── Document excerpt ──

All 46 state agencies and the District of Columbia responded to our 
survey. (See app. II for a copy of the survey and aggregated results.) 
We then selected 15 states to contact to gain additional information on 
challenges the states face as a result of integrity management, 
benefits of the program to the pipeline industry, results of 
inspections started or completed, performance measures, and 
communication with PHMSA. We considered the following factors when 
selecting states to contact: geographic dispersion, whether inspections 
had been started or completed as of January 31, 2006, and whether 
states reported facing staffing and/or training challenges to a great 
or very great extent. In addition, we contacted three states prior to 
developing the survey. In total, we spoke with officials from 21 state 
pipeline agencies. These state agencies started or completed 103 of the 
117 inspections started or completed, as of January 31, 2006. However, 
the information obtained from these conversations is not generalizable 
to all state pipeline agencies. We also reviewed documents from the 
National Association of Pipeline Safety Representatives to better 
understand the role of state pipeline agencies in overseeing operators. 
We also reviewed PHMSA's guidance for state pipeline programs but did 
not evaluate PHMSA's oversight of state pipeline programs. 

To understand the extent to which operators were complying with the 
integrity management requirements, we reviewed reports from 10 PHMSA 
inspections and 10 inspections from two states. Our review of the 
inspection reports was for illustrative purposes, and the results of 
our review cannot be generalized to all operators. We also spoke with 
PHMSA officials about their enforcement program and enforcement actions 
to date, and we reviewed regulations and PHMSA guidance on what 
enforcement actions may be taken and how PHMSA determines the 
appropriate action to take as a result of gas integrity management 
inspections. Since states were not required to develop a separate 
enforcement plan for gas integrity management and most state officials 
with whom we spoke had not taken any enforcement actions, we did not 
review state enforcement programs.

───

:: Problem requirements ::
Could you carry the pipeline oversight methodology text forward, writing what comes next after its final sentence?

── Record excerpts ──

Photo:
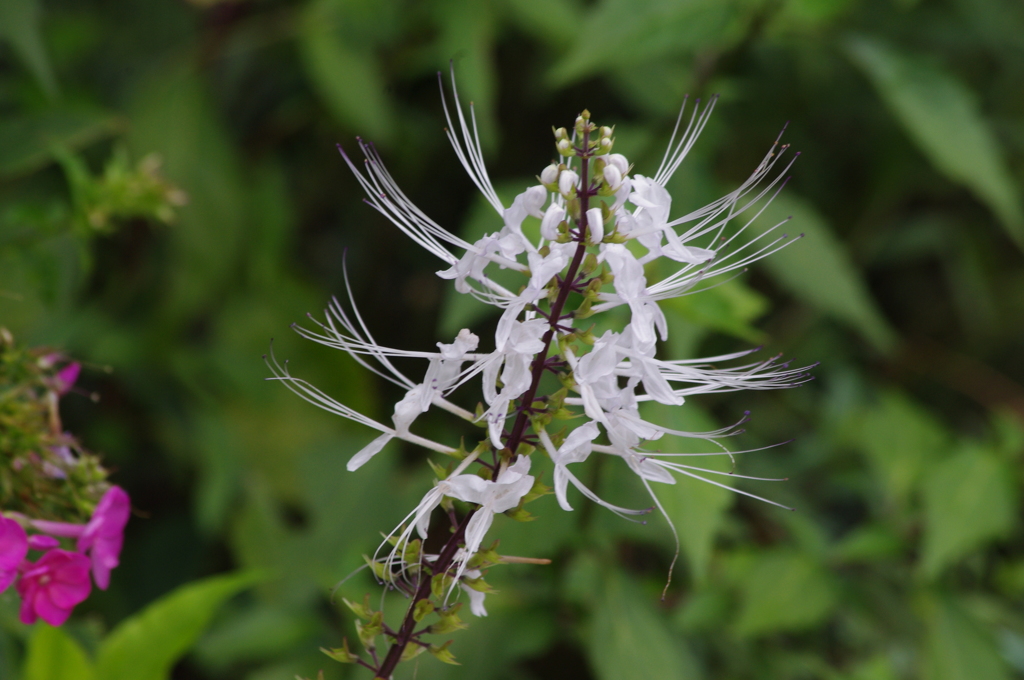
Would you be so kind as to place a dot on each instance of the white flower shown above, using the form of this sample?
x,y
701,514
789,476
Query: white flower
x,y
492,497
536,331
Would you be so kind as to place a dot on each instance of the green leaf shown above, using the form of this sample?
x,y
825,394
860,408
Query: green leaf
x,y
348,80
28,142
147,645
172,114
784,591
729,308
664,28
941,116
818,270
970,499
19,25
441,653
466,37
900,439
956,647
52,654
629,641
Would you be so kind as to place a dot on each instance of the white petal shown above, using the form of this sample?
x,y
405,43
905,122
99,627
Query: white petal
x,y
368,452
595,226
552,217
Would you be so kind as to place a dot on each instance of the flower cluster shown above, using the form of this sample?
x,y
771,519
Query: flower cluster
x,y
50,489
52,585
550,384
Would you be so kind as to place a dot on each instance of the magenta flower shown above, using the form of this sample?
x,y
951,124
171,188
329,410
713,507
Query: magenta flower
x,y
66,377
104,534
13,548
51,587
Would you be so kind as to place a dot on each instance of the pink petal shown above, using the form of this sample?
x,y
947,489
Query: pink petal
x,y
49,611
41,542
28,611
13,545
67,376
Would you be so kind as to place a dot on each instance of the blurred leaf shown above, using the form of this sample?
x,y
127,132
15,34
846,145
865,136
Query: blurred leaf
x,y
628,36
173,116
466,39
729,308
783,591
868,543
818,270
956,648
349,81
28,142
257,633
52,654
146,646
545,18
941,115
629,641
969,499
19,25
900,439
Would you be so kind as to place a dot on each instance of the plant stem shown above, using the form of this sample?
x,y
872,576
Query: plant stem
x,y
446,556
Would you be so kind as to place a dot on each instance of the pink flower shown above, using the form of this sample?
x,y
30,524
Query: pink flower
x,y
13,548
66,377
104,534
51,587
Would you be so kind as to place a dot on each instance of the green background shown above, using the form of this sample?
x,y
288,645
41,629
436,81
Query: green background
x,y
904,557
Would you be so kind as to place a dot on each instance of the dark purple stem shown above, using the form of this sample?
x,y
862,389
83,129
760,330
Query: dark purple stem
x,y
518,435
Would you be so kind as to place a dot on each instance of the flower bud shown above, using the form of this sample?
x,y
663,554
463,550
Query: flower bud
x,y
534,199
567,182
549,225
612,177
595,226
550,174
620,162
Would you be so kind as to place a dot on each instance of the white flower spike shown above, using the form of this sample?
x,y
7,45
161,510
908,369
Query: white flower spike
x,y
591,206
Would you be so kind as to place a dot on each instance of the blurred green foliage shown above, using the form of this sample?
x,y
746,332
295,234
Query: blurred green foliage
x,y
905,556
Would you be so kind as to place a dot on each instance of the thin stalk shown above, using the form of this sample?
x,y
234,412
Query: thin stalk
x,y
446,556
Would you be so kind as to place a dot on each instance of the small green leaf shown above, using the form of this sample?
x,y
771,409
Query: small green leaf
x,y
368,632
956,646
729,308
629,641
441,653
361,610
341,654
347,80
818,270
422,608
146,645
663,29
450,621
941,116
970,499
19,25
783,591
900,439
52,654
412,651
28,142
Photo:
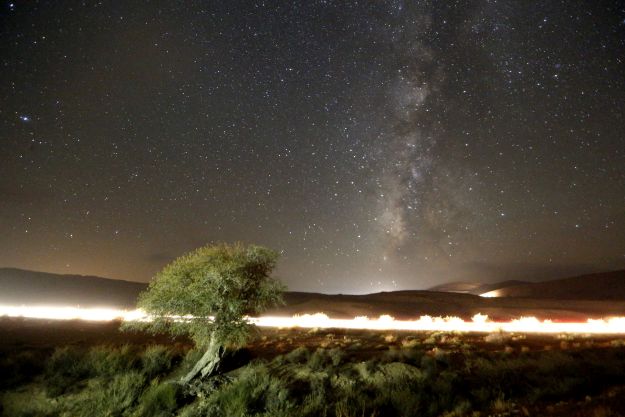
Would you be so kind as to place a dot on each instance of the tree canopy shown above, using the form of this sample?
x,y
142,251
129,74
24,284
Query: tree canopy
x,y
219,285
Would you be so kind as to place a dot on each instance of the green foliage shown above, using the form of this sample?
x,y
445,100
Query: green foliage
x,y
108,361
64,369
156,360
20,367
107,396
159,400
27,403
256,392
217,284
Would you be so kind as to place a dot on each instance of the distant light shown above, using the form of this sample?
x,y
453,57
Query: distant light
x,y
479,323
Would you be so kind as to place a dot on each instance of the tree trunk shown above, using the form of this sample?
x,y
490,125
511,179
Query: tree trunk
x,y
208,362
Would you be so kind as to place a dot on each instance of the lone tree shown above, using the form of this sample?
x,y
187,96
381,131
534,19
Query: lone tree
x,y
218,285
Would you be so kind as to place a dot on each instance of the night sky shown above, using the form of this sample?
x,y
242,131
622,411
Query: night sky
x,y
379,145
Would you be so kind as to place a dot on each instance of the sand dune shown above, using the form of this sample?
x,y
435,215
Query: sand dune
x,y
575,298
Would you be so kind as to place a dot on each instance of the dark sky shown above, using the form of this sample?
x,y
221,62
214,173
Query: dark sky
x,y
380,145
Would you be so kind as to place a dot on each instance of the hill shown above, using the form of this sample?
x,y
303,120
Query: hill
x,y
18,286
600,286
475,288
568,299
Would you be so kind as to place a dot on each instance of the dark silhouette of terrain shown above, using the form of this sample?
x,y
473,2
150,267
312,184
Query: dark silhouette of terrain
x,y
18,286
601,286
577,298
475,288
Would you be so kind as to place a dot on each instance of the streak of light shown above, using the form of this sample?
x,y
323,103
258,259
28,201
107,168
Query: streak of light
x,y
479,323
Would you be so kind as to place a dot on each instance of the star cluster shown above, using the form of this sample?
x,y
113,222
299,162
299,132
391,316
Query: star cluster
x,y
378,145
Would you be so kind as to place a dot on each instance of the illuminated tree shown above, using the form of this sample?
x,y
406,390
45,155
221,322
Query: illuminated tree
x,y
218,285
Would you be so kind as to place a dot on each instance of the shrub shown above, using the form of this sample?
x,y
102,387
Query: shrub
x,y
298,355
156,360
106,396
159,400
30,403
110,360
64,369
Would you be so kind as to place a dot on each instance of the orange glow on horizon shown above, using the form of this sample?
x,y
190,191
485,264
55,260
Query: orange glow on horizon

───

:: Answer to this problem ::
[End of section] 

Appendix II: Results of State Pipeline Agency Survey: 

United States Government Accountability Office: 
Survey of State Pipeline Agencies: 
Gas Integrity Management Program Inspections: 

Introduction: 

The U.S. Government Accountability Office (GAO), an independent 
congressional agency, was required by the Pipeline Safety Improvement 
Act of 2002 (PL 107-355), to assess and evaluate the effects on public 
safety of the requirements for the implementation of gas transmission 
pipeline integrity management programs (IMP). As part of our work, GAO 
is reviewing how the Office of Pipeline Safety (OPS) within the 
Pipeline and Hazardous Materials Safety Administration plans to ensure 
that pipeline operators are complying with the IMP regulations. Given 
state pipeline agencies' role in inspecting intrastate pipeline 
operators, we would like to understand the extent to which states will 
be inspecting operators' implementation of IMP. The following survey is 
intended to help us understand state plans for conducting IMP 
inspections, including the development of an inspection program and 
resources required to conduct inspections. GAO is not auditing state 
inspection programs in any way. 

Instructions for Completing This Questionnaire: 

This questionnaire can be filled out using MS-Word and returned via 
Email, or if you prefer, you may print the questionnaire and complete 
it by hand. If you complete it by hand, you can return your survey via 
fax or mail. 

If you are completing the survey in MS-Word, follow these instructions: 

* Please use your mouse to navigate by clicking on the field or check 
box you wish to answer. 

* To select a check box or button, simply click on the center of the 
box. 

* To change or deselect a check box response, simply click on the check 
box and the `X' will disappear. 

* To answer a question that requires that you write a comment, click on 
the answer box ___ and begin typing. 

These boxes are highlighted in yellow. The box will expand to 
accommodate your answer. 

To assist us, we ask that you complete and return this survey by 
Friday, March 3, 2006. 

To return by Email: Once the survey is completed, save this file to 
your computer desktop or hard drive and attach the file as part of your 
Email message to FrevertH@gao.gov or EdelsteinM@gao.gov: 

To return by fax: Print the survey, complete it by hand, and fax it to: 
202-512-4852. Please fax to the attention of Heather Frevert or Maria 
Edelstein.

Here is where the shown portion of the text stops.